-- SOURCE EXTRACT follows --
"I want you to know that breast-feeding is normal," she said.
It's also a legally protected right in Virginia, where the legislature passed a 2015 law that says any woman has a right to breast-feed at any location where she has a legal right to be.
Now Peguero, and a lawyer, are pressing church leaders to issue a statement and reverse their policy.
"I feel like my rights as a mum have been violated," Peguero said.
Officials with the church did not immediately respond to requests for comment from the Post. Lawyer Rebecca Geller said today that she got a call from executive pastor Tony Trayers after repeated calls to Summit Church and was told that the church was not aware of the law and would look into it. There is no exemption for religious institutions under the law.
Peguero, a 42-year-old personal trainer and fitness and nutrition specialist, often posts live videos online with tips and advice about juggling life with two young children. She talks about getting through the day when a spouse is deployed, drawing on her own experience as the wife of a Marine serving overseas.
The self-described "hippie mama" said she looked forward to breast-feeding long before she had children.
"I knew it was the very best thing for my baby," she said. "I wanted to give them that gift for as long as I could and that's what I did."
She nursed her older daughter - now 4 years old - until she was eight-and-a-half months pregnant with Autumn. In all that time she never had a problem nursing in public, she said.
"I have breast-fed in a few different countries. I have breast-fed all over the place," she said. "No one has ever said anything to me."
-- SOURCE EXTRACT concluded --
-- DATA FOR ANALYSIS follows --
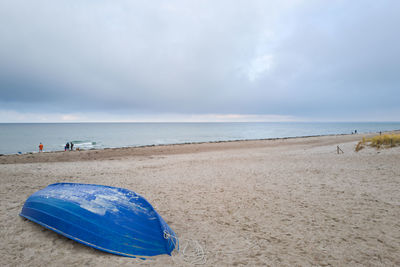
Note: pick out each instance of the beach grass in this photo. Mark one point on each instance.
(379, 141)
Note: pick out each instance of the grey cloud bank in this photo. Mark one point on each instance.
(320, 60)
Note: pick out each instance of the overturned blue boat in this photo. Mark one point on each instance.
(111, 219)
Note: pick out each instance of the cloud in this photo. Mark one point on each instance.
(305, 59)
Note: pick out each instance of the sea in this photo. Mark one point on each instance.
(19, 138)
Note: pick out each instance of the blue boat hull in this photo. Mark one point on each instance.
(111, 219)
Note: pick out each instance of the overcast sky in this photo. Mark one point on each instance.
(199, 60)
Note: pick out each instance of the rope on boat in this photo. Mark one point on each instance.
(191, 251)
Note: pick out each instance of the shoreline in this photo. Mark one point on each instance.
(161, 149)
(290, 202)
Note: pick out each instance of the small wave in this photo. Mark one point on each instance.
(84, 144)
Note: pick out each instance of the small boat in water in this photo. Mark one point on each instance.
(111, 219)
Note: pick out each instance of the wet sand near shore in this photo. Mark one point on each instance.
(267, 202)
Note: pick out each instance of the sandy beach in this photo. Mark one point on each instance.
(284, 202)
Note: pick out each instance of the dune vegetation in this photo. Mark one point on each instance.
(379, 141)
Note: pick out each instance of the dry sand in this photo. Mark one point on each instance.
(270, 202)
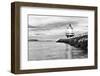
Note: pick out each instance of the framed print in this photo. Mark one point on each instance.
(52, 37)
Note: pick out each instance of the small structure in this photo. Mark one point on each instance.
(69, 31)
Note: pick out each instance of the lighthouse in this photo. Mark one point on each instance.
(69, 31)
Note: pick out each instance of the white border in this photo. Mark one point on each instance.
(25, 64)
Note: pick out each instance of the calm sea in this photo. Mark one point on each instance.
(49, 50)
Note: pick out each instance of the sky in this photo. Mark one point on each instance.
(54, 27)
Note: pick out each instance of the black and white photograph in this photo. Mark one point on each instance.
(52, 37)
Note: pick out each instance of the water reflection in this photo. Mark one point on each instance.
(52, 50)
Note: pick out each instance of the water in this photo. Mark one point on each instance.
(42, 50)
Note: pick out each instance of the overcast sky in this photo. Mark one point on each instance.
(54, 27)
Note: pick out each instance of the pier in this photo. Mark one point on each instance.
(78, 41)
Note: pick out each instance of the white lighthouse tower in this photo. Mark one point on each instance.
(69, 31)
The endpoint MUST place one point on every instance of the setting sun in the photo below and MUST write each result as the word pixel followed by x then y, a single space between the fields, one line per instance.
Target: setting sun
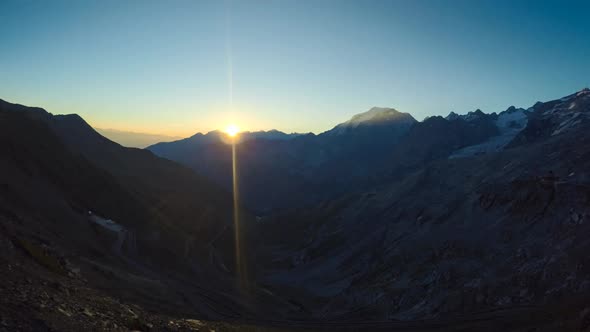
pixel 232 130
-- DATA FOR ANALYSIS concluded --
§ **INSTRUCTIONS**
1. Answer from the article on Peguero and breast-feeding:
(a) In what year did the Virginia legislature pass the breast-feeding law?
(b) Who called lawyer Rebecca Geller from the church?
(c) How old is Peguero's older daughter now?
2. Do these statements agree with the article on Peguero and breast-feeding? Answer yes or no, and quote the words that decide it.
(a) Religious institutions are exempt from the Virginia breast-feeding law.
(b) Peguero's spouse is a Marine serving overseas.
(c) Peguero had problems nursing in public before Autumn was born.
3. Write the next part of the article on Peguero and breast-feeding, starting after its final sentence.
The records have no role in this exercise.

§ **SOLVED TASKS**
1.
(a) 2015
(b) Executive pastor Tony Trayers
(c) 4 years old

2.
(a) No: "There is no exemption for religious institutions under the law."
(b) Yes: "the wife of a Marine serving overseas"
(c) No: "In all that time she never had a problem nursing in public"

3.
Virginia was one of the last states to pass a law protecting a woman's right to breast-feed in public.
Prior to passage, women in Virginia had the right to nurse their babies on state-owned property, but restaurants and other privately owned businesses that were open to the public could prohibit it.
Under identical bills, mothers were permitted to breast-feed anywhere they are "lawfully present". The measures cleared the Republican-controlled House and Senate without opposition and were signed into law by Democratic Governor Terry McAuliffe.
Geller, who advocated for the 2015 law, said she has seen other breast-feeding flare ups since the law passed, but usually organisations are quick to reverse their policies when they learn about it.
She is "stunned" that the church has not followed suit, she said.
"Breast-feeding is hard enough for moms alone, much less when you have barriers," Geller said. "Why should she have to choose between feeding her child and being able to pray?"
Peguero said she has only attended the non-denominational church a half-dozen times, but she found it at a critical moment in her life.
She went for the first time in January on her birthday, hours after she broadcast a live video on Facebook asking for help her find her birth mother.
After the service, a friend introduced her to the pastor who prayed with her about her search. "It was beautiful," she said.
Soon afterward, she received a phone call from one of her birth mother's brothers, she said. She learned that her mother died in a car accident more than 20 years ago, but she is now in contact with her extended biological family, including 26 cousins.
She has returned to church since, often writing notes from the sermons in her leather-bound weekly planner so she can reflect on them later.
"This is a church that has brought me so much clarity," she said. "It's brought me back to my faith,."
Now, she no longer feels welcome.
"I can never go back there," she said.